§ Stored data:
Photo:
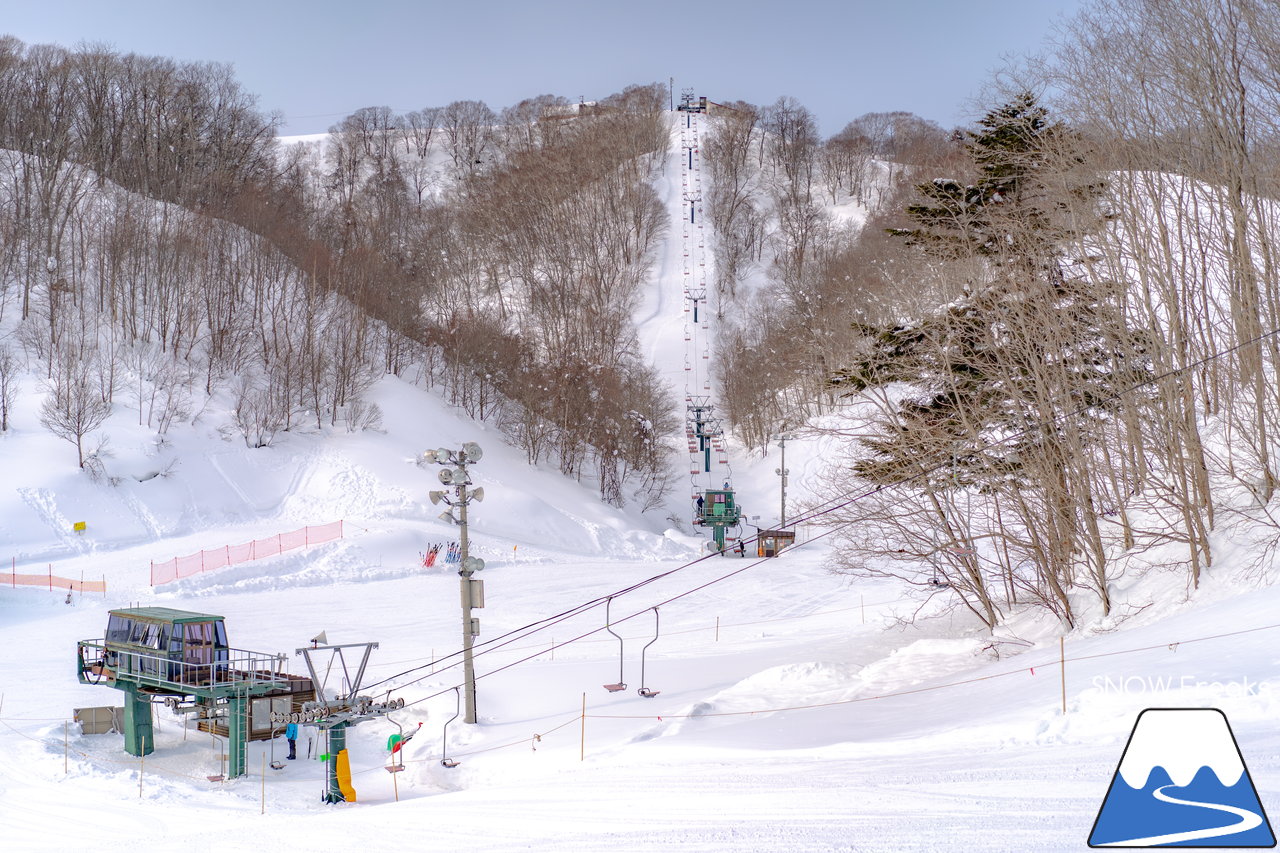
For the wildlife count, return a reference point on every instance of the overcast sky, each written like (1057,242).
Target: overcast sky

--

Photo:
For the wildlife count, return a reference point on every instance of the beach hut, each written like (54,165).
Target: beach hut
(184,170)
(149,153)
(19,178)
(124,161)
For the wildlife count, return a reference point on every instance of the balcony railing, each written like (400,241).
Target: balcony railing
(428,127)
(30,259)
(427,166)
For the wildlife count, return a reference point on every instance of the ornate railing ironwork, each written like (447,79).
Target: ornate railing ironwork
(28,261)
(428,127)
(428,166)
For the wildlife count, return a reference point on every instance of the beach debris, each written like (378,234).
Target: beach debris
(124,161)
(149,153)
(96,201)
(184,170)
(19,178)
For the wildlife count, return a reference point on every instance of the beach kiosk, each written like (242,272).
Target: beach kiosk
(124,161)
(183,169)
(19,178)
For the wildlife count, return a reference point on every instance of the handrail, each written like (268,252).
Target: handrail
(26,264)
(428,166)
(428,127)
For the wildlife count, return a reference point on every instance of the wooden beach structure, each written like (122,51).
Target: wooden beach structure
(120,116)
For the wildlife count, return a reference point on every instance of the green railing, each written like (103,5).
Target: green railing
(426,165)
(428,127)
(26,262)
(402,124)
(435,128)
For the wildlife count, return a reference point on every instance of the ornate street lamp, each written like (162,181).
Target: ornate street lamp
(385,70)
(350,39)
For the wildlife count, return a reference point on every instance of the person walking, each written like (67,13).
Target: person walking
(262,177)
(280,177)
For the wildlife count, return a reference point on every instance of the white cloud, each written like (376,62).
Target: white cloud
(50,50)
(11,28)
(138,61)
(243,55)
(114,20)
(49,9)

§ Objective:
Locate each line in the items above that contains the string "lamp", and copy those lines in full.

§ Answer for the task:
For the wildlife count, return a reference point on every instance of the ornate street lamp, each written like (162,181).
Target: ornate street lamp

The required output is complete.